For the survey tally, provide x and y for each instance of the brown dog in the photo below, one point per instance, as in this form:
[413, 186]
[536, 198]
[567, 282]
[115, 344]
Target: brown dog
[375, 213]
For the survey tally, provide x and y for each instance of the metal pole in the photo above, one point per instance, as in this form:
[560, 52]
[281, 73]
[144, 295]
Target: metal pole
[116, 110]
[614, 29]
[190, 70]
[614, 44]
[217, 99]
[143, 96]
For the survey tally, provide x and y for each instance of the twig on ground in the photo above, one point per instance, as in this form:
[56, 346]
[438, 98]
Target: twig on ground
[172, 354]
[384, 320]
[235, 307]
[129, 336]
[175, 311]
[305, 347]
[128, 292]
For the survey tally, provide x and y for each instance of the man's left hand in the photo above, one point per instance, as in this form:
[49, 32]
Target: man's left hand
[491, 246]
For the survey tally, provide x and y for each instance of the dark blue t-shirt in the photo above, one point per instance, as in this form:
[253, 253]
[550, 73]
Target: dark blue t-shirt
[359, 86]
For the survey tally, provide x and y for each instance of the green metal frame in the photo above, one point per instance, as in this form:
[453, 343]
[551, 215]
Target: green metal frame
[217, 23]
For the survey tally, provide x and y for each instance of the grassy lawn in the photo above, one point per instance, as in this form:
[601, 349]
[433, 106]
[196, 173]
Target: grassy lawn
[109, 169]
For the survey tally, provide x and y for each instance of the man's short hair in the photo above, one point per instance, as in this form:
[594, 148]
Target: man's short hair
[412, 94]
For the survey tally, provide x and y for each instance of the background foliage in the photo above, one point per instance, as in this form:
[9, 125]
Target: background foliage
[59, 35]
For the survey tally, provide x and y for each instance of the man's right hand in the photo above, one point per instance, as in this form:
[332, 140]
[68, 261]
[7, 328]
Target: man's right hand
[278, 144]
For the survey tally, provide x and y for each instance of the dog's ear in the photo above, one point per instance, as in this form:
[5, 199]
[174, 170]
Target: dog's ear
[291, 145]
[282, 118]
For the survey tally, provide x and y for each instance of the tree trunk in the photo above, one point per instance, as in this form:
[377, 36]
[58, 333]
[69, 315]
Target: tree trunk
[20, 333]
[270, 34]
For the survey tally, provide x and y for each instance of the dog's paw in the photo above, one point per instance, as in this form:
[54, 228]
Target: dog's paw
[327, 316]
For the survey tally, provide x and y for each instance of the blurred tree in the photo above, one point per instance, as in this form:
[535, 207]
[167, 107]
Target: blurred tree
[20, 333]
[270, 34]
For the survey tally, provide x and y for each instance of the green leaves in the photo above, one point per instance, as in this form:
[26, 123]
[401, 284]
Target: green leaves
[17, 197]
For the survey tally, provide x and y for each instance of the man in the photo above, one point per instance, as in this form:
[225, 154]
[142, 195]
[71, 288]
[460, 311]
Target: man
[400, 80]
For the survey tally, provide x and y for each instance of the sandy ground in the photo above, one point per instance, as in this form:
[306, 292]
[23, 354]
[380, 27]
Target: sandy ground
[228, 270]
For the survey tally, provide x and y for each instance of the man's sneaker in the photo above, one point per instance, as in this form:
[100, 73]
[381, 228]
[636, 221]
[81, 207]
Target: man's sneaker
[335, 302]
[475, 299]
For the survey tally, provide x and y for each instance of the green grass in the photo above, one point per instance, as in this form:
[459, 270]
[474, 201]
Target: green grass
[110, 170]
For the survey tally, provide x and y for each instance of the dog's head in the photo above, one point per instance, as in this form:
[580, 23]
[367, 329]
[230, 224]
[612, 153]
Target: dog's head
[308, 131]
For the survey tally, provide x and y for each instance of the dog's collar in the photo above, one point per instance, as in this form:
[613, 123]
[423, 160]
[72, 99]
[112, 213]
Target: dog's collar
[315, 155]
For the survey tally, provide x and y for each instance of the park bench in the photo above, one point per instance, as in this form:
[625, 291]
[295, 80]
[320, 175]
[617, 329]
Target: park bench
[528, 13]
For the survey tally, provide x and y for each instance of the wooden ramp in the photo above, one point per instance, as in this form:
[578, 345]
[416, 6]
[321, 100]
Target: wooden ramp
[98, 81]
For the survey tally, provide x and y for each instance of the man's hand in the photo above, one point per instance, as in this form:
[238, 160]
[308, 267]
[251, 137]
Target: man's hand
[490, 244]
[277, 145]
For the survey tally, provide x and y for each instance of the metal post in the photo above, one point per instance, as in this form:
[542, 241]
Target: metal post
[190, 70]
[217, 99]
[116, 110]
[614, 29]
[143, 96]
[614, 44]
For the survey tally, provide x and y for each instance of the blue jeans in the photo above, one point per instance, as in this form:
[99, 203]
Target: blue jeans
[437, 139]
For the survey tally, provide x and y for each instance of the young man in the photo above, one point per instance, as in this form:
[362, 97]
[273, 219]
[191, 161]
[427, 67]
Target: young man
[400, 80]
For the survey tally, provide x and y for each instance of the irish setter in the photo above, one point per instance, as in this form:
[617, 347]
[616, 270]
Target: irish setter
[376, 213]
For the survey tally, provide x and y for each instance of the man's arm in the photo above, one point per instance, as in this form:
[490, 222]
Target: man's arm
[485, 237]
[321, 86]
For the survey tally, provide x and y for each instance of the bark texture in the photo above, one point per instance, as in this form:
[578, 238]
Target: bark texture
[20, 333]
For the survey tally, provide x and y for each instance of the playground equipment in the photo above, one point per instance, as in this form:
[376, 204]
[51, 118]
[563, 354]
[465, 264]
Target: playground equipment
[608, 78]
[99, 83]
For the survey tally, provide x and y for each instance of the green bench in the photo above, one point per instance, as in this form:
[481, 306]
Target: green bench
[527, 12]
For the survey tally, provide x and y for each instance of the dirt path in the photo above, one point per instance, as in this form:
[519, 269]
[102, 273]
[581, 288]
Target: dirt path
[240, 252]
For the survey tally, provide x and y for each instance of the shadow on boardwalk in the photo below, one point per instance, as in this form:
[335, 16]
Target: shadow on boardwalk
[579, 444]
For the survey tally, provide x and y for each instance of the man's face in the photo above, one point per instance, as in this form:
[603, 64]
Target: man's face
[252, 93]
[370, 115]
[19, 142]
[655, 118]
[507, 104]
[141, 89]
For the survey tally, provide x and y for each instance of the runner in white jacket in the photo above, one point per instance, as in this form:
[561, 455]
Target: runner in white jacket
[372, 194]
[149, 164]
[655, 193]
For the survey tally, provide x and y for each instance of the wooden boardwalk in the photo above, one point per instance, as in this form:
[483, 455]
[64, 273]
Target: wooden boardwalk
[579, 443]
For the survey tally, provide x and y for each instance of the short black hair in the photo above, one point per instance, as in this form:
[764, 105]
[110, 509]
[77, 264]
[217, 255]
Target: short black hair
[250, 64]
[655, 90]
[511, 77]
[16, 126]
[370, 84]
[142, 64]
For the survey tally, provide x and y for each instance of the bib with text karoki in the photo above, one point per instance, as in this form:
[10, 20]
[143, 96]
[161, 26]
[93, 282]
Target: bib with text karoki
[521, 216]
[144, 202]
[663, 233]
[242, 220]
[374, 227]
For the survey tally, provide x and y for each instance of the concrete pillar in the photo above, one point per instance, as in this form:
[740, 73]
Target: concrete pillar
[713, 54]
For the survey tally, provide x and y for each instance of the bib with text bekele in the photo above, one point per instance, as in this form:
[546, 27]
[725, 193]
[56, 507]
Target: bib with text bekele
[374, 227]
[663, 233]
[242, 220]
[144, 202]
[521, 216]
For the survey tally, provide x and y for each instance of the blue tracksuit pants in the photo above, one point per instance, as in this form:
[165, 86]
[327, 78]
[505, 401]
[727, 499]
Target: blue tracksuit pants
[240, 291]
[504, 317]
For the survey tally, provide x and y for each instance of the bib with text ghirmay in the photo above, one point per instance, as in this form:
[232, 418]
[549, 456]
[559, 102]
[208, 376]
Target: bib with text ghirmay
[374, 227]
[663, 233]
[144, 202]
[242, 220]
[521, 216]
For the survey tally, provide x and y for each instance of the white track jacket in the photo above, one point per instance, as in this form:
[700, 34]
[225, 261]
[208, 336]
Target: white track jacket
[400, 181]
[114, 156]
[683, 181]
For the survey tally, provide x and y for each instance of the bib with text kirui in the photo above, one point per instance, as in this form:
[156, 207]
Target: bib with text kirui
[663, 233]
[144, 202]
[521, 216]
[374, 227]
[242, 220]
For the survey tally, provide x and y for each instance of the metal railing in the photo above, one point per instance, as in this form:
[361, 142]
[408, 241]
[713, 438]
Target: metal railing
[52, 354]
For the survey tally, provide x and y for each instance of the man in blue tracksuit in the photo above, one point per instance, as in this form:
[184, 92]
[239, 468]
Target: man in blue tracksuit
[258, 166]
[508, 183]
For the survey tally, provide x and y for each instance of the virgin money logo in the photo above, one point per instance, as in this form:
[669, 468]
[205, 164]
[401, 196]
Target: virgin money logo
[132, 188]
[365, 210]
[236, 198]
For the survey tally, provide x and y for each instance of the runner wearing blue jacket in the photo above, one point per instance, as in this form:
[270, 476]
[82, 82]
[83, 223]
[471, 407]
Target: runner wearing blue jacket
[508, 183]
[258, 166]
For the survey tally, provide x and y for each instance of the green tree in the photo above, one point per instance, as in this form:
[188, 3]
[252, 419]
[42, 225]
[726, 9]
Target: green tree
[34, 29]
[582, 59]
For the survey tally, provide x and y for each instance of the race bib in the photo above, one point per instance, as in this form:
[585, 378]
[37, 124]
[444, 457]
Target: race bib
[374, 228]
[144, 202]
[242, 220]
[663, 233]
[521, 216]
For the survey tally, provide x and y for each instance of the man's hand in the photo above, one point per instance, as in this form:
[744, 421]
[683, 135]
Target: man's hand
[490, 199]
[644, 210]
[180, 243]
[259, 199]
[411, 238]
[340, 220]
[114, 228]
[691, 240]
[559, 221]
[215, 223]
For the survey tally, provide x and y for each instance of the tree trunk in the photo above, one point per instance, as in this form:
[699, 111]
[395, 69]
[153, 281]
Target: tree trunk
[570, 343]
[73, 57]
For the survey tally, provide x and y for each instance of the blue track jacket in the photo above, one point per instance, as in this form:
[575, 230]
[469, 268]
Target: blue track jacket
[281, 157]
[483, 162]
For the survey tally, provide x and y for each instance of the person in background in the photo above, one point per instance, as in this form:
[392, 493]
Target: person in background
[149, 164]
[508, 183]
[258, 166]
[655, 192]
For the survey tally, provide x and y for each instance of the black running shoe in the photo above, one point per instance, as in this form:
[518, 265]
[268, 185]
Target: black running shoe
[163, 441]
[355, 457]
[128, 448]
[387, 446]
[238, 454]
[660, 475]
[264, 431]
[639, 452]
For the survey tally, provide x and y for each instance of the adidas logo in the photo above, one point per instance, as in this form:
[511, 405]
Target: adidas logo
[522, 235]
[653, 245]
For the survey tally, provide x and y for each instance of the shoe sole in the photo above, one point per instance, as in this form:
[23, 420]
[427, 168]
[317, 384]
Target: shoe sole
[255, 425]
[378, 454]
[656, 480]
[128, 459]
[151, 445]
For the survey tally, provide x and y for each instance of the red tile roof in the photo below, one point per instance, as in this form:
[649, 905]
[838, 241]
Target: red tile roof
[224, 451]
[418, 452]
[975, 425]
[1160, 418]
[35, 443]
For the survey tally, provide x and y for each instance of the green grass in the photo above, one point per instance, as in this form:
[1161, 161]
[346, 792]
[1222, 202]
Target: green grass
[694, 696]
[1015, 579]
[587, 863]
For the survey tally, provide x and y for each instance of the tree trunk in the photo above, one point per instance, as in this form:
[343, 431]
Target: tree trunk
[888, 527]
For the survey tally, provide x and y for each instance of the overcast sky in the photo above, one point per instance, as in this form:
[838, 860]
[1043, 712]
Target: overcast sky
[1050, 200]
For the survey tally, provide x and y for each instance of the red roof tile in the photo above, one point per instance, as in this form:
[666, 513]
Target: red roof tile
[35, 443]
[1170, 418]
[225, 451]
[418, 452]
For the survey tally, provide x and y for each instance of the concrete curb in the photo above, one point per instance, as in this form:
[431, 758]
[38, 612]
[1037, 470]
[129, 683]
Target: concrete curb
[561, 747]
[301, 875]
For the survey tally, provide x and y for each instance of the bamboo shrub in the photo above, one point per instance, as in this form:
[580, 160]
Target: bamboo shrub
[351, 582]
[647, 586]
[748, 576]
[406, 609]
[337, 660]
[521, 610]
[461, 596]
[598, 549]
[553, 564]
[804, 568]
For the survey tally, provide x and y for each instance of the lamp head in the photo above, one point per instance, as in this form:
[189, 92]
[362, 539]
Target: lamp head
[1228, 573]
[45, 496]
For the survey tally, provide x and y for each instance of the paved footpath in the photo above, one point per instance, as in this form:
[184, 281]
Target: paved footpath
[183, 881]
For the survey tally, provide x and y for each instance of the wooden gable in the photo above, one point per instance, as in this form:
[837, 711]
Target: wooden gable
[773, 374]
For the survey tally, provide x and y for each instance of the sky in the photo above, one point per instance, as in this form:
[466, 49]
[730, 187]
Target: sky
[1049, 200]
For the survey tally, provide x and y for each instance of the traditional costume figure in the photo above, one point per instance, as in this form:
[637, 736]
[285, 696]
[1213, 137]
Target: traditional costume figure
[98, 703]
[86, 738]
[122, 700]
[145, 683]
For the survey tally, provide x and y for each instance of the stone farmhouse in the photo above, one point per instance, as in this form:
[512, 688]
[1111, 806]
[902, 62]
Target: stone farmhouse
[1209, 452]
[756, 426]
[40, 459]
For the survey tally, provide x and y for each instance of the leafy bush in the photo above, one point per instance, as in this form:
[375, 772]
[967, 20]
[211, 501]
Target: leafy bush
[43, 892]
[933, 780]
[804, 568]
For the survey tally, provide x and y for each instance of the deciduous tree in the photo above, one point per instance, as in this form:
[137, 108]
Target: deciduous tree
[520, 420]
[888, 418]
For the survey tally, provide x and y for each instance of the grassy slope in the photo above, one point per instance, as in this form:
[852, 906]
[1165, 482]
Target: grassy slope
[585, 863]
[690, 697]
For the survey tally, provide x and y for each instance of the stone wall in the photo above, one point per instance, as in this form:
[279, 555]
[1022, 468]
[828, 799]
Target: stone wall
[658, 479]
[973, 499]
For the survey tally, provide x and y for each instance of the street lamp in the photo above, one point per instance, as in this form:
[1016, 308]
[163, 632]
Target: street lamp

───

= YOUR ASSIGNMENT =
Copy the lines above that hold the word "street".

= RESULT FOR THIS TASK =
For the survey tally, provide x and y for each instance of the street lamp in the photo above, one point per instance, as in this form:
Target: street lamp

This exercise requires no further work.